━━ Supplied records ━━

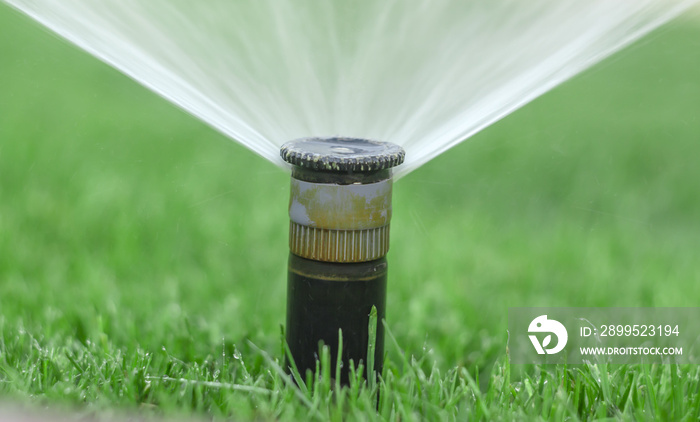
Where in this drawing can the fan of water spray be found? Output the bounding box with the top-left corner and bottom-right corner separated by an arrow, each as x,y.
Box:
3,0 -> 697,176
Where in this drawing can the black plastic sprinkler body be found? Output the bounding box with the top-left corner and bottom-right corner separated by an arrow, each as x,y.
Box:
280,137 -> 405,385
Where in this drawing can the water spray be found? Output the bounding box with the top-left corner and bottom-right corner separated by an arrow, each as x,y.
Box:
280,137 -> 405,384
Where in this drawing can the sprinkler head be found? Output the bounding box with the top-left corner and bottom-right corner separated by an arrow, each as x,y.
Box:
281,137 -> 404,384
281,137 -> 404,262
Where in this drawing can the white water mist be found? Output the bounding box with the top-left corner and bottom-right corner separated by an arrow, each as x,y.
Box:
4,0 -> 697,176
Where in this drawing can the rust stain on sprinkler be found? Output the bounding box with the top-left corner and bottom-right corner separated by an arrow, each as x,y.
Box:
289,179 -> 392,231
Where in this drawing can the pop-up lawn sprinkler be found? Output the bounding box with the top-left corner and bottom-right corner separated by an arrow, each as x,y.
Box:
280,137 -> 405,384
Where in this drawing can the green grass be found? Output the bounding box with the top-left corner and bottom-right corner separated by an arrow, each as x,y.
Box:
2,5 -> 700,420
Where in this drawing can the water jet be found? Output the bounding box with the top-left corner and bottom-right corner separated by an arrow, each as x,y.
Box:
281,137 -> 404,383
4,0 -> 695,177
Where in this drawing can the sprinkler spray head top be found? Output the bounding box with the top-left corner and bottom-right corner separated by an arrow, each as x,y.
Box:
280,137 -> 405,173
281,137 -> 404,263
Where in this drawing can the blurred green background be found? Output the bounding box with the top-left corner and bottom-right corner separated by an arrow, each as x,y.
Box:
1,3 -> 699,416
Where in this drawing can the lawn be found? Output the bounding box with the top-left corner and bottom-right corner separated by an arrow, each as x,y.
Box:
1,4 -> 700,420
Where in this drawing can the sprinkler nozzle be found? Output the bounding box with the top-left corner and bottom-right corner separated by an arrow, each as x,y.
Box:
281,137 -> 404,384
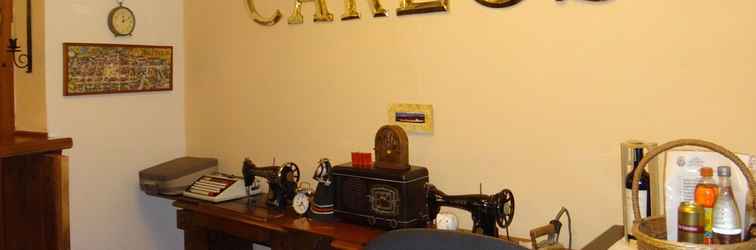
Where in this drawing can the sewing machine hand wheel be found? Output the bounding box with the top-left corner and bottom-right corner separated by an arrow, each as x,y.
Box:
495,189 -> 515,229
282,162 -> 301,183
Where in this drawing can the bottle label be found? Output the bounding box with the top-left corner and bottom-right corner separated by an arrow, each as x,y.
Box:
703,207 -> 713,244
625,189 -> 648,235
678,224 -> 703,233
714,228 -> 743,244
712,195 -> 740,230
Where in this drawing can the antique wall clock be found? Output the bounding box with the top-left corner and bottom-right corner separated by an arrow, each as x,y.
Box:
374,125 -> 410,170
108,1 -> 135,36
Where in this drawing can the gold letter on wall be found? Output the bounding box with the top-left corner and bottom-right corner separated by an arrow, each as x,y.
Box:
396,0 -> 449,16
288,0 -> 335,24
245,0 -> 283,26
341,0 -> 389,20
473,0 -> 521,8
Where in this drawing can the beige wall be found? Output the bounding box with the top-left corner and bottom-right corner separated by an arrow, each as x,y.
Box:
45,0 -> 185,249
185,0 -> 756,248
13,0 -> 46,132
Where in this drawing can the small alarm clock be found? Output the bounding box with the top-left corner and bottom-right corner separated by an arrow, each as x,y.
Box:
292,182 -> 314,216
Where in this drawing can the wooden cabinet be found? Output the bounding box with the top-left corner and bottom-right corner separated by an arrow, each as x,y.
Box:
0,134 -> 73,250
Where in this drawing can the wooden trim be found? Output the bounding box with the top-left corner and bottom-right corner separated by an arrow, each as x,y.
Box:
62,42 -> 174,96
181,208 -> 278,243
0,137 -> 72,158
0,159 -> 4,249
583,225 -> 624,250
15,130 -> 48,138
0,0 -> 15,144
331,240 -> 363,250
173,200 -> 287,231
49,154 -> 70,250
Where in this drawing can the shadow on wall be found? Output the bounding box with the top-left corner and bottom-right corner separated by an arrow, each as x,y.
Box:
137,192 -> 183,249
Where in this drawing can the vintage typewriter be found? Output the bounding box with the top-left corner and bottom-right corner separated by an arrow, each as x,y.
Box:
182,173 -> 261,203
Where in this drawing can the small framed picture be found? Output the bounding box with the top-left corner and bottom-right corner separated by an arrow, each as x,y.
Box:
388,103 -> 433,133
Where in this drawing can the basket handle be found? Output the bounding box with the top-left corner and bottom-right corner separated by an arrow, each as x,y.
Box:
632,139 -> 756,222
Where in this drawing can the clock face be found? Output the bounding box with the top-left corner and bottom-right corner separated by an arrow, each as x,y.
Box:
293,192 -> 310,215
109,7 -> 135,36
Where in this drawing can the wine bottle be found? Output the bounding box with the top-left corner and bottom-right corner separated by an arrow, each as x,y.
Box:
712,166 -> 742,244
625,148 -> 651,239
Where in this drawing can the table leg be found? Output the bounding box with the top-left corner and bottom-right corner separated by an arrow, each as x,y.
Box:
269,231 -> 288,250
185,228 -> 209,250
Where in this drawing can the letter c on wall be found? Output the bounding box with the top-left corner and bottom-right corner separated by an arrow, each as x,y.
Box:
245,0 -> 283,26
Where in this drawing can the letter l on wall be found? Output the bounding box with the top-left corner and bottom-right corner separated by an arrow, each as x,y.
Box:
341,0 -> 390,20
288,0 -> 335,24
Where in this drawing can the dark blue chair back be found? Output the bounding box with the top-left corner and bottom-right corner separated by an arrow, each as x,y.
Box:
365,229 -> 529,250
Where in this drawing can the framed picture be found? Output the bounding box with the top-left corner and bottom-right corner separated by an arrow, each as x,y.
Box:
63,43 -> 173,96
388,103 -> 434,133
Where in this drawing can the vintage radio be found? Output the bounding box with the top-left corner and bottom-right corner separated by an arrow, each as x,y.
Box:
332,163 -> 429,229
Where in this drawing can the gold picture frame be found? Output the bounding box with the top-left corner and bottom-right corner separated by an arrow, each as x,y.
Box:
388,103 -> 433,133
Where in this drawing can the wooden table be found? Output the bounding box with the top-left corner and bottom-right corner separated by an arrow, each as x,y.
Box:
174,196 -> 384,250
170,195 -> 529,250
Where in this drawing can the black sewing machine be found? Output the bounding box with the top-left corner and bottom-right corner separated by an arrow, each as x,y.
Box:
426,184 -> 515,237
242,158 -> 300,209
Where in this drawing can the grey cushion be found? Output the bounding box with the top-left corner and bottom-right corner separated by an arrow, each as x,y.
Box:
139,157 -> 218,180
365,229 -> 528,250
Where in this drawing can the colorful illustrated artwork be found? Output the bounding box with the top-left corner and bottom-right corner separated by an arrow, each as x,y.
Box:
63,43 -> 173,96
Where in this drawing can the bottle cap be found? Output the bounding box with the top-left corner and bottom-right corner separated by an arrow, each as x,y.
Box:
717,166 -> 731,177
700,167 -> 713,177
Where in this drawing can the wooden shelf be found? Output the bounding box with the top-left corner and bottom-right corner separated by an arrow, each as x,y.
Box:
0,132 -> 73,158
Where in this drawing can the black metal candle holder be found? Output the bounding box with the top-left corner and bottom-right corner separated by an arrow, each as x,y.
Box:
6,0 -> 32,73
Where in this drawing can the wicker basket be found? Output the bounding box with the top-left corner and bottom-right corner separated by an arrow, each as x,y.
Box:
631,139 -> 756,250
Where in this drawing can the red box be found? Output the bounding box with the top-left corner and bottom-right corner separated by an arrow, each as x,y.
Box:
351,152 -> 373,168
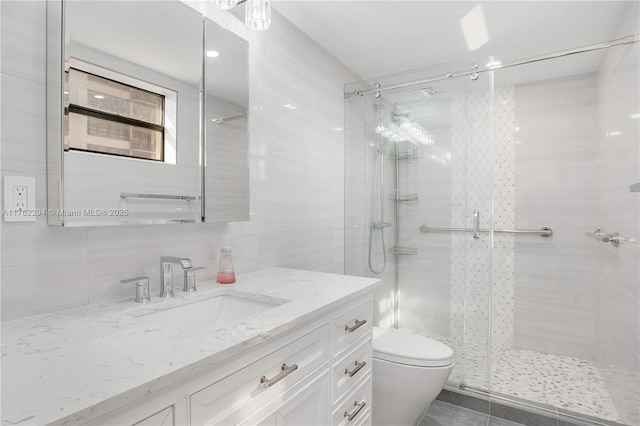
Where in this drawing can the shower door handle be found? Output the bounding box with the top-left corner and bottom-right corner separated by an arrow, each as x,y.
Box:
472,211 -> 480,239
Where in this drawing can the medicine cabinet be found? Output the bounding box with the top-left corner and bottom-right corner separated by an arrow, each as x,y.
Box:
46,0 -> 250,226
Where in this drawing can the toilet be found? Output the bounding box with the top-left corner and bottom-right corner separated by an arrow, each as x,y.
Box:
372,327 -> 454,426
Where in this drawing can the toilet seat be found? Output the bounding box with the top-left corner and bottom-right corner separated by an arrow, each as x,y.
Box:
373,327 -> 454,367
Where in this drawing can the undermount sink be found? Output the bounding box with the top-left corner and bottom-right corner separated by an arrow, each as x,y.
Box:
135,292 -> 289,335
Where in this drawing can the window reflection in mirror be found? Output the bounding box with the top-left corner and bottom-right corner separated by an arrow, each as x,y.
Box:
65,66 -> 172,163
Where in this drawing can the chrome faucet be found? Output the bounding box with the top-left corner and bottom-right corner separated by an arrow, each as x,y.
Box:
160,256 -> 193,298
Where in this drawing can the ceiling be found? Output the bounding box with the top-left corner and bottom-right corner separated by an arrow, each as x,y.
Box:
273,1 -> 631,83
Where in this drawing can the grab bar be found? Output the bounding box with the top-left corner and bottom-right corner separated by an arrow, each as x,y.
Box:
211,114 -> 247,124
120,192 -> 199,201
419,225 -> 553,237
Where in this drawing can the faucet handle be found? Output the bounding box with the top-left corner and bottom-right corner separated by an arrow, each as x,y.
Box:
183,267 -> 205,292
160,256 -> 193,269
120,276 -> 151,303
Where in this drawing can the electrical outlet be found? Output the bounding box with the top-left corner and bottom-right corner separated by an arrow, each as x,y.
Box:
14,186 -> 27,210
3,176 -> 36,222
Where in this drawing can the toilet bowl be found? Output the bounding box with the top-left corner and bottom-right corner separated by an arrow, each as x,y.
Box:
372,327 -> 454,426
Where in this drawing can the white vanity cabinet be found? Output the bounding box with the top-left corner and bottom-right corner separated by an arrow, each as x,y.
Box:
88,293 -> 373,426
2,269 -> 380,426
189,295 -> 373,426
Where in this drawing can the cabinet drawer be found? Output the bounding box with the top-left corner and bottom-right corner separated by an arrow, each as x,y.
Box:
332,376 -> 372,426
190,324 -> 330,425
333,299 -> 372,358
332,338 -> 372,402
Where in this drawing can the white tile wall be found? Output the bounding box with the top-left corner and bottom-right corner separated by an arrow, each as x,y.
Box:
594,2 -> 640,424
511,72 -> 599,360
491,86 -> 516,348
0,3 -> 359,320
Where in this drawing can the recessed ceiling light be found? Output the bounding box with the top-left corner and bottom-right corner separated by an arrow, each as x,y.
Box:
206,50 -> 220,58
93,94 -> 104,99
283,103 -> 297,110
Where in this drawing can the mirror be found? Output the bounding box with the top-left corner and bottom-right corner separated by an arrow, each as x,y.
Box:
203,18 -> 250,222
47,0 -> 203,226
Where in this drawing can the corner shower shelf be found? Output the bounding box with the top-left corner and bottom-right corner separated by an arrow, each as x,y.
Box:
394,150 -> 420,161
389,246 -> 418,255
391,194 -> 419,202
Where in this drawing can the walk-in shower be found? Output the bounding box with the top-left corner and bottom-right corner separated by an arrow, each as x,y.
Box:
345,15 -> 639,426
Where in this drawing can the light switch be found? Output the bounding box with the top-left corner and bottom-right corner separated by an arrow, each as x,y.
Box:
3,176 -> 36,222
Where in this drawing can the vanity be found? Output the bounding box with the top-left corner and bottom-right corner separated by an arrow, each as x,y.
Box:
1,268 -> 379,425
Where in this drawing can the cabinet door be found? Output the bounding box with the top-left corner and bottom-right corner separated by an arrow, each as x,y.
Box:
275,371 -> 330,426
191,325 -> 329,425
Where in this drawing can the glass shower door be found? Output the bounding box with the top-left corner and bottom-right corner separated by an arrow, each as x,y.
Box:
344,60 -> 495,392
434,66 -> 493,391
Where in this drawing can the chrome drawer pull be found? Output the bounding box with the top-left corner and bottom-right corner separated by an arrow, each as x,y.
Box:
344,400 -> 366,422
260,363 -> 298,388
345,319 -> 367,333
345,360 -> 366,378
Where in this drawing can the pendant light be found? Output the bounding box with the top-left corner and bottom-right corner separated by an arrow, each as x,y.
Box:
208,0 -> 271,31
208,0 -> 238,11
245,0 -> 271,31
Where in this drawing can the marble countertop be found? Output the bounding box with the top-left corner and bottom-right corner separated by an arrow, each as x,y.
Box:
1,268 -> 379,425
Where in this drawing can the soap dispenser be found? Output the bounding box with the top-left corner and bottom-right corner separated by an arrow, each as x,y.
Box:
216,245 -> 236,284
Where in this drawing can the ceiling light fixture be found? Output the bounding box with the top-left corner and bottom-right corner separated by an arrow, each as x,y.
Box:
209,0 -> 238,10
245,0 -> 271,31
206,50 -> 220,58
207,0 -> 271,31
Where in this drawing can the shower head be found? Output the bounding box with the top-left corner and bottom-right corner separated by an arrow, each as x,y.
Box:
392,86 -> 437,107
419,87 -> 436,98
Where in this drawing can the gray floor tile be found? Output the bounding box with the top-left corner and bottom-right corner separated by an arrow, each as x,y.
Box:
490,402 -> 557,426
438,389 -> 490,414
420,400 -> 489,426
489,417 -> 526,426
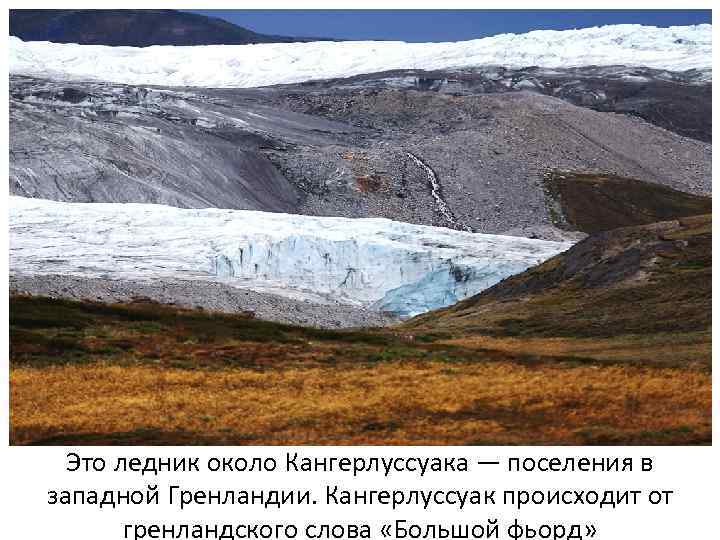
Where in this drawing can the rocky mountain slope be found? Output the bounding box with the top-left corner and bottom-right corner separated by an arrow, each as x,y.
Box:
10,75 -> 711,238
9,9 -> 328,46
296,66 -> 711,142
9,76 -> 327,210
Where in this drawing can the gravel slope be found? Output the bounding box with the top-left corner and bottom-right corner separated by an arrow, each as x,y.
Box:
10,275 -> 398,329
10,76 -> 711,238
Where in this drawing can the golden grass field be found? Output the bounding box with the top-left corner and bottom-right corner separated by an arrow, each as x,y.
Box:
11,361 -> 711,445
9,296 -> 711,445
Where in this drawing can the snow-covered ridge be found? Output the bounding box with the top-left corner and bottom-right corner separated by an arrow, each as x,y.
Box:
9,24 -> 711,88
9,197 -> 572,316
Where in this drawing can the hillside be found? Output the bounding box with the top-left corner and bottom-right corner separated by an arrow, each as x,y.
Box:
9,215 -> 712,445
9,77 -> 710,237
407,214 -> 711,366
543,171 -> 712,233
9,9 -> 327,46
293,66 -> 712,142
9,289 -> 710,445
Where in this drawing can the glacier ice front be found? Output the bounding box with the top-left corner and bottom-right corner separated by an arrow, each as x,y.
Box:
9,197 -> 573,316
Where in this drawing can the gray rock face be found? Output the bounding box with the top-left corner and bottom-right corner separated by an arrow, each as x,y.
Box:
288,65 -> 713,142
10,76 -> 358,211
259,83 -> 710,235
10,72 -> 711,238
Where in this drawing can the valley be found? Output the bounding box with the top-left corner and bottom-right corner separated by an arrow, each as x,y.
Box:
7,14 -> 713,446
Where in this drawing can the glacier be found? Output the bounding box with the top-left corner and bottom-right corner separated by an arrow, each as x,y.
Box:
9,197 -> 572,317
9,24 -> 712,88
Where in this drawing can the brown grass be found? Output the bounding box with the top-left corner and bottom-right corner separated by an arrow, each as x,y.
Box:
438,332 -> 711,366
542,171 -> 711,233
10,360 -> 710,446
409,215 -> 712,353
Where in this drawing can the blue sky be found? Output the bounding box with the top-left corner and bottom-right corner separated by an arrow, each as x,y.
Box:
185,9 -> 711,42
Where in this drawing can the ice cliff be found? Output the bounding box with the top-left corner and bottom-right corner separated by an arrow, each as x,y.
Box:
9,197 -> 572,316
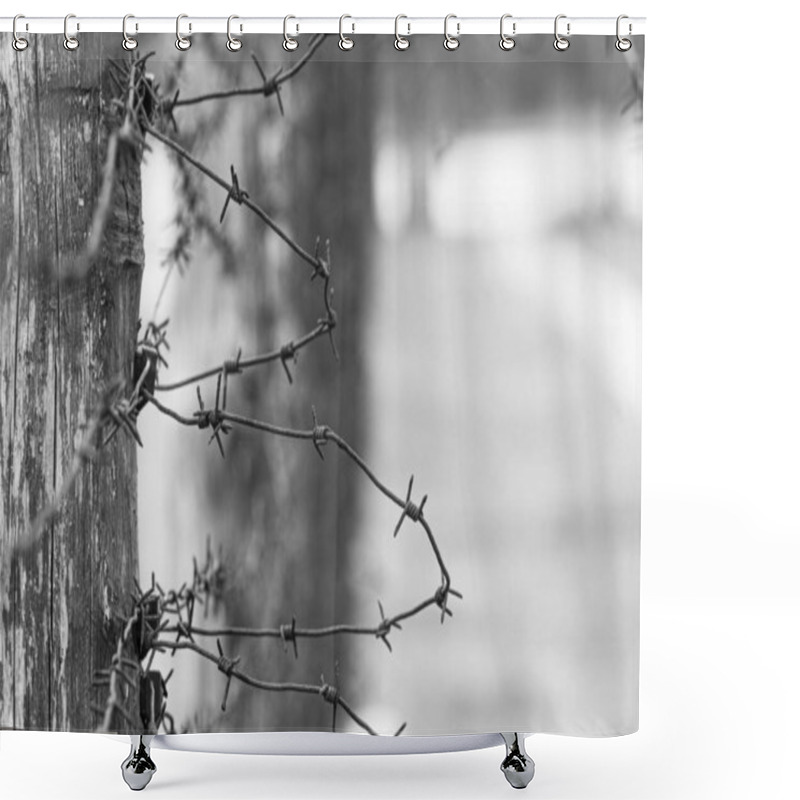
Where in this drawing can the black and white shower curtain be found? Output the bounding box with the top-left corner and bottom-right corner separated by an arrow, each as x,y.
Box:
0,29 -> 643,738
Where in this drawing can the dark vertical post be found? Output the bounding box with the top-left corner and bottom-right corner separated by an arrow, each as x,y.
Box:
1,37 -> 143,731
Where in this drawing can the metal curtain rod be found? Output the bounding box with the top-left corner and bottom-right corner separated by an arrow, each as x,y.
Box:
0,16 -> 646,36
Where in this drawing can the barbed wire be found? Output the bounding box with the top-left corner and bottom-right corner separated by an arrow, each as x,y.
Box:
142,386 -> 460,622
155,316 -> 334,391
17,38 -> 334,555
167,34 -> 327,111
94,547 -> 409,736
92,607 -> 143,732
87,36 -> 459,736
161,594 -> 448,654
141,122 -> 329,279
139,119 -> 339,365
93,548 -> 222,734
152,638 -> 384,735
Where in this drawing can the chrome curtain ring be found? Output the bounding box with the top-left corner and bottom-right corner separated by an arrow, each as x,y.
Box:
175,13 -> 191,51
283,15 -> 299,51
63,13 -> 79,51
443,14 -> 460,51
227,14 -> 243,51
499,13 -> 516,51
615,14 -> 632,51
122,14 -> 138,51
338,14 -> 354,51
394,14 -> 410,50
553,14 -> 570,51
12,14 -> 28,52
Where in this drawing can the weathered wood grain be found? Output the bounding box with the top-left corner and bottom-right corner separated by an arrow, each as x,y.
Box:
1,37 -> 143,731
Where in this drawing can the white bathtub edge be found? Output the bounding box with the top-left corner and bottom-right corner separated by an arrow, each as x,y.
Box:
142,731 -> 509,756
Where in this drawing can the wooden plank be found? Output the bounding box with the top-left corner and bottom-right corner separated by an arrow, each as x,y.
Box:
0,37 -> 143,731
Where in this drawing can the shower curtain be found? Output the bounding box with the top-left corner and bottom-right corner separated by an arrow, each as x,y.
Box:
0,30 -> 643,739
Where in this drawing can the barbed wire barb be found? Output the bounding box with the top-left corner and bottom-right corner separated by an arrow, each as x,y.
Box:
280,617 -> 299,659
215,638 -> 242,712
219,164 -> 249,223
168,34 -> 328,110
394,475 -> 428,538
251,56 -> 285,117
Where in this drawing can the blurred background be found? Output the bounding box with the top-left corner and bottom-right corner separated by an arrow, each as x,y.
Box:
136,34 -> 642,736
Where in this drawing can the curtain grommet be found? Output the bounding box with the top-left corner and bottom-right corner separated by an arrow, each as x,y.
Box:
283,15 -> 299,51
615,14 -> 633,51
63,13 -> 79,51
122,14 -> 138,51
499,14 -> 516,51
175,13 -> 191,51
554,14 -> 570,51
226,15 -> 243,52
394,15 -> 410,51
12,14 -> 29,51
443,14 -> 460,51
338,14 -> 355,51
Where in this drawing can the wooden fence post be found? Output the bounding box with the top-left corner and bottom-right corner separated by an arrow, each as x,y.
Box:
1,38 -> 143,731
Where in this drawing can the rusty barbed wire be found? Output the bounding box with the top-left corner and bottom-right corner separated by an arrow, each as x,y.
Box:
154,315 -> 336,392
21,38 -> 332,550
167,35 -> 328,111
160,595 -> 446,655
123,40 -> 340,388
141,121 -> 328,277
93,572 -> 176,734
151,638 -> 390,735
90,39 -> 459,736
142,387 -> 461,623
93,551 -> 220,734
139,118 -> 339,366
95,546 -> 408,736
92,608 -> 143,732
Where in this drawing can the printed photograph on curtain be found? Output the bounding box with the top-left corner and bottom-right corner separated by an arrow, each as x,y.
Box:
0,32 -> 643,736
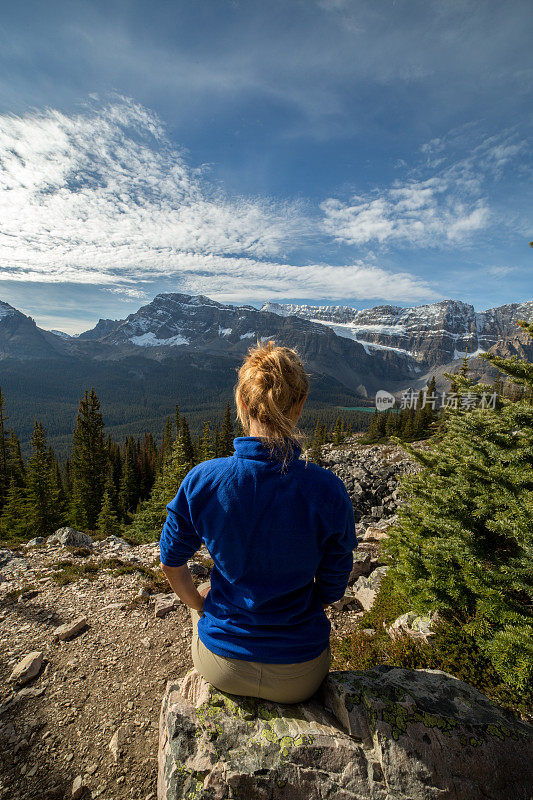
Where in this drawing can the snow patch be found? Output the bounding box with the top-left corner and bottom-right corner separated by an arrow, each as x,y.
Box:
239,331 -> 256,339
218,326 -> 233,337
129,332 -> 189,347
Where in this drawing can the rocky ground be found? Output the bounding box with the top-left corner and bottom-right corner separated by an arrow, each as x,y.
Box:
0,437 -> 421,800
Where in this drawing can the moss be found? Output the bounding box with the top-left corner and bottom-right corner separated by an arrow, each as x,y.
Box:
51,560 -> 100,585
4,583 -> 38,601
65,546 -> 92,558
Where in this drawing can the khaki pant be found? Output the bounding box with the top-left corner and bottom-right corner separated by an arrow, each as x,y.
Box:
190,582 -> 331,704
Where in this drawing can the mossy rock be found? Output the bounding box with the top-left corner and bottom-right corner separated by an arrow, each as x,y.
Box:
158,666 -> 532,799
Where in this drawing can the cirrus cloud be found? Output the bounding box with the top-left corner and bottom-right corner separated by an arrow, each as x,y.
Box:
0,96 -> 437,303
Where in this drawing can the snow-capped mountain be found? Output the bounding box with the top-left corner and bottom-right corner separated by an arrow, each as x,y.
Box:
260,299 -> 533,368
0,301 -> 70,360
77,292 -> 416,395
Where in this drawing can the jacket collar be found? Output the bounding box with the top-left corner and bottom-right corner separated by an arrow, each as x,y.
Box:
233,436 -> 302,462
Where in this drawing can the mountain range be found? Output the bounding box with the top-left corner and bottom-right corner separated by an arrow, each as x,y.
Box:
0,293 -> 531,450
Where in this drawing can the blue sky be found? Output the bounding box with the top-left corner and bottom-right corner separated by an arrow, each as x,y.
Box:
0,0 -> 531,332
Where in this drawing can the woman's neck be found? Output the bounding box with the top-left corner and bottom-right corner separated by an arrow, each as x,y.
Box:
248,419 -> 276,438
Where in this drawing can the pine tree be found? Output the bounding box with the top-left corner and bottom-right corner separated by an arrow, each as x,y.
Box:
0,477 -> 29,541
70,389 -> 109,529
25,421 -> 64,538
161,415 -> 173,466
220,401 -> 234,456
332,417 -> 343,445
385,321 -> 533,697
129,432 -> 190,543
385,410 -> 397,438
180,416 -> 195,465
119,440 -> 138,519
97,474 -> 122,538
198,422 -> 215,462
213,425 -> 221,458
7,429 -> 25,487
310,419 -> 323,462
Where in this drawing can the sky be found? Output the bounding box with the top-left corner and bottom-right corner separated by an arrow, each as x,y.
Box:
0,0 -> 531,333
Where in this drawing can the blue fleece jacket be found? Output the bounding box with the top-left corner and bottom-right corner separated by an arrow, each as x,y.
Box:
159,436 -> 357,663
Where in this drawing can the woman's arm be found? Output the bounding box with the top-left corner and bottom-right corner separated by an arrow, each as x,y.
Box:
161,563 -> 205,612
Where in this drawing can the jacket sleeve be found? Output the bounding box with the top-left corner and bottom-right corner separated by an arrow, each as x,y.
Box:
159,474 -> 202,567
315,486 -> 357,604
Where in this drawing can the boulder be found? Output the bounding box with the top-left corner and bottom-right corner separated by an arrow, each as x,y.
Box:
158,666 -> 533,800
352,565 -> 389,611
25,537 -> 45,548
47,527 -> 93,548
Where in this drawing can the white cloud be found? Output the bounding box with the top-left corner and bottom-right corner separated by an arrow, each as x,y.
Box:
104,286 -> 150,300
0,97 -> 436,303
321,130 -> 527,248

━━━

(What to produce)
Return each line of the records above in which the word "chrome" occurs.

(Written answer)
Where in this drawing can the chrome faucet be found? Output the bounding box with the top-left corner and bottom-right corner separated by an arrow, each as x,y.
Where in this drawing can the chrome drawer pull be found? Output the bounding box with the top-left corner and bottom-right corner separated by an arrow, each as x,y.
Where in this drawing can the chrome curtain ring be found? Output the bounding box with the top-left corner and bottom-right corner separated by an arrow, each as x,y.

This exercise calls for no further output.